— BEGIN Records supplied —

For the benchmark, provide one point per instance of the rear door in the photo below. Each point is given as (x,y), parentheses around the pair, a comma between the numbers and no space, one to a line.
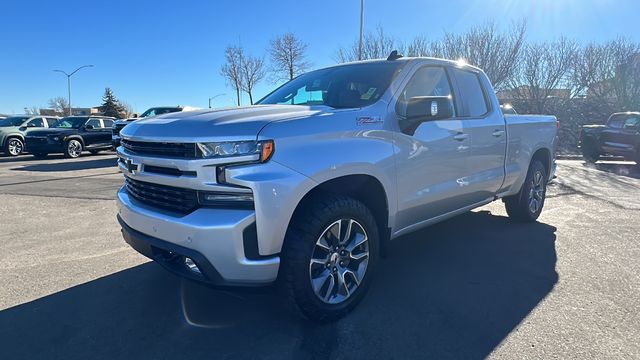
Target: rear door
(105,135)
(486,124)
(432,162)
(613,136)
(91,133)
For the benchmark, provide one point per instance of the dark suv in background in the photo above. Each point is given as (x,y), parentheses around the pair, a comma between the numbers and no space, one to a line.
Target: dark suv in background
(619,137)
(72,135)
(14,128)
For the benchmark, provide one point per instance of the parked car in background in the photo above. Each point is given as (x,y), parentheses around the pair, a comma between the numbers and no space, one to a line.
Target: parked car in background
(13,129)
(72,135)
(620,136)
(309,184)
(154,111)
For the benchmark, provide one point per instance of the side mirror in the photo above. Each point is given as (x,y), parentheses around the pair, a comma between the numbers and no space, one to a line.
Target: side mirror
(425,108)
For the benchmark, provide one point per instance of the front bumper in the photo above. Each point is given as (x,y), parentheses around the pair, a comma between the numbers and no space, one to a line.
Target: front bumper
(212,238)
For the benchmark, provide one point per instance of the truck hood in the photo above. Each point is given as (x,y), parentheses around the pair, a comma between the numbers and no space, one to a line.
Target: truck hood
(227,124)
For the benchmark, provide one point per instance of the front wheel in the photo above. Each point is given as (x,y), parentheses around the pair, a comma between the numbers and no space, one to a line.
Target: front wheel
(329,255)
(14,147)
(526,205)
(73,149)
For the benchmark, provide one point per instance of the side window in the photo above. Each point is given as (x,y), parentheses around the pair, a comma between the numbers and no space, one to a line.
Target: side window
(51,121)
(472,93)
(632,122)
(427,81)
(616,122)
(36,123)
(94,122)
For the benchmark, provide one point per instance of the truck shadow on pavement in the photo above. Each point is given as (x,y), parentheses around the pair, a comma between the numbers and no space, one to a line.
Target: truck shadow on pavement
(454,290)
(71,165)
(627,169)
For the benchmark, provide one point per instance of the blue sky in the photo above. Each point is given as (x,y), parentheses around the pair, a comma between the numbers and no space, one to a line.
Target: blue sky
(170,52)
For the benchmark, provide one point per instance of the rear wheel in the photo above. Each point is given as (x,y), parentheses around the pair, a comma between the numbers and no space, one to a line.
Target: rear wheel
(527,205)
(328,257)
(73,148)
(14,146)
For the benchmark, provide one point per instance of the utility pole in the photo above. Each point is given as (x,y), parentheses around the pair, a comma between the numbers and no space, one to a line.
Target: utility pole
(361,25)
(69,82)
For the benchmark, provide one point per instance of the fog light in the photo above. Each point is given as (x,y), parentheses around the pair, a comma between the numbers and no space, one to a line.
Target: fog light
(191,265)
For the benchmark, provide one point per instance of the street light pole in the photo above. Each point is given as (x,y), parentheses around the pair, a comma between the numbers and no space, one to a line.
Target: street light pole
(213,97)
(361,25)
(69,82)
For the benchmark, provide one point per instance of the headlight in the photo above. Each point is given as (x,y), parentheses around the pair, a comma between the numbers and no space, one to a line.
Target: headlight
(264,149)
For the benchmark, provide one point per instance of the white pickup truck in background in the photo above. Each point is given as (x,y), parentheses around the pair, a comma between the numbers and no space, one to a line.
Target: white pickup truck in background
(308,185)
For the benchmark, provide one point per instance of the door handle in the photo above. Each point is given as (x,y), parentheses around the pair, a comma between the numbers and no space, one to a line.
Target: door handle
(460,137)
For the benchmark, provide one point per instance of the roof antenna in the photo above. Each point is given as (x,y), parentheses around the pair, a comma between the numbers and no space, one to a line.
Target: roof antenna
(394,55)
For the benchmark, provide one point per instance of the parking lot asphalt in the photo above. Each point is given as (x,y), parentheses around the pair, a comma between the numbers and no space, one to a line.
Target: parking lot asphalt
(472,287)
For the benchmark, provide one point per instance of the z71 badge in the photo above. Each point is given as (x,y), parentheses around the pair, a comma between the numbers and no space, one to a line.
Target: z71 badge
(369,120)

— END Records supplied —

Quote the records above in full, dropping each picture.

* Exercise output *
For the benchmark, provide one point per instance of the rear door in the photo below. Each point is given as (x,y), parentheses around the pair, a comma between the numbers and no space, one to a line.
Target: rear door
(105,135)
(486,124)
(432,162)
(613,136)
(91,133)
For the benchmark, provide one point per instance of the dark suv in background in the photo above. Each point is given as (x,y), parentheses around the pair, a comma between the numbers and no space, one to a line.
Target: dark suv in background
(619,137)
(72,135)
(14,128)
For the benchmark, provide one point per instance of the parked car in background in the photo above. Each point is given as (x,y), parentheses around the pair, a comma between the numbers and no space, one to a line.
Target: parked car in background
(13,129)
(72,135)
(620,136)
(309,184)
(154,111)
For the benchmark, provide one point per instance of the side mirror in the photo above. Each point is given as (x,y), parentheses around the pair, a comma between the numbers and no space, one to a line.
Target: side mirror
(425,108)
For the benchmark, provide one point per instance of the front bumper in the photo above. Each point is given as (x,y), parentheses around the pair, a comma between the numbers and no space, one to a line.
Target: front bumper
(212,238)
For the benchmark, provide one point per instance of the truck hood in the photo above. Each point is given as (x,y), parentheses around the pair, a comma between the numbers and no space, one to a line.
Target: truck hood
(227,124)
For the benchmark, provide one point per instance of the front wheel in the photo above. Each point is given as (x,y), parentheses around the pair, a comma between the numbers and no space, one to a line.
Target: front wheel
(329,255)
(14,147)
(526,205)
(73,149)
For the benchmark, provide one point per instance of the side window in the photo above. Each point is given as (x,y), parentheses around the pair, a comma between the numbers and no space, one to a line.
Target: side window
(51,121)
(472,93)
(632,122)
(427,81)
(616,122)
(36,123)
(94,122)
For the benchmark, provide one point per instance of the truck shadow on pavement in the photo above. Each point is given as (x,y), parentheses around the pair, a comma between the numbers and no space, one to a line.
Target: truck shadow on pavement
(454,290)
(71,165)
(627,169)
For the benchmark, provide one point per instance of the blue sky in the photo above. Each point is given as (x,y), parentheses around the pair, a comma between the numbers and no space, one to a line.
Target: blue sky
(170,52)
For the benchmark, provide one point per instance of the rear wheel in the photo above. Each point is given as (x,y), parentheses around the pair, a comma between the numbers and no space, one to a line.
Target: rear wheel
(527,205)
(328,257)
(73,148)
(14,146)
For the benchmark, provide one point per instance of the utility pole in the photo above. Each point is given as (x,y), parentheses around the pair, a comma between the numbers and no space, one to a line.
Target: utility pole
(361,25)
(69,82)
For the benchmark, provide one point per instance of the fog light in the photo above. Each point is given as (x,y), parentheses around the pair, a comma between the numbers and no space, one to a line.
Target: fog light
(191,265)
For the benchmark, provide one point per instance of the street light pole in the photo above. Each point is given as (x,y), parentheses around the pair, a comma between the numbers and no space, one to a line.
Target: street light pole
(213,97)
(361,25)
(69,82)
For the benchmark, provide one point per instance of the headlight in the photo above. Each point is given as (x,y), parentheses around the pair, a comma between the numbers and no space, one to a line.
Target: headlight
(264,149)
For the benchmark, provide one point per instance of the white pickup truck in background in the photo above. Each point is given as (x,y), parentheses around the pair, a comma between the numbers and no space, one to a line.
Target: white pickup truck in background
(308,185)
For the benchmark, provide one point per instance of the door handle in the photo above. Each point is given as (x,y), parentheses around the pair, a comma between the numbers and no space, one to a line.
Target: door handle
(460,137)
For the benchmark, provide one point per instance of the roof antenna in the photo above. Each point is given as (x,y), parentheses around the pair, a comma between the numbers and no space, one to a line.
Target: roof antenna
(394,55)
For the benchmark, provide one point per instance of the parking lot asphalt in the photo above. Each point is given as (x,y), parentheses around the pair, a comma between the numbers and no space, one to a line.
Target: parking lot asphalt
(472,287)
For the benchmark, provide one point per instance of the z71 badge in the photo above. Each point is given as (x,y), parentheses around the pair, a comma between the numbers and no space, one to a line.
Target: z71 badge
(369,120)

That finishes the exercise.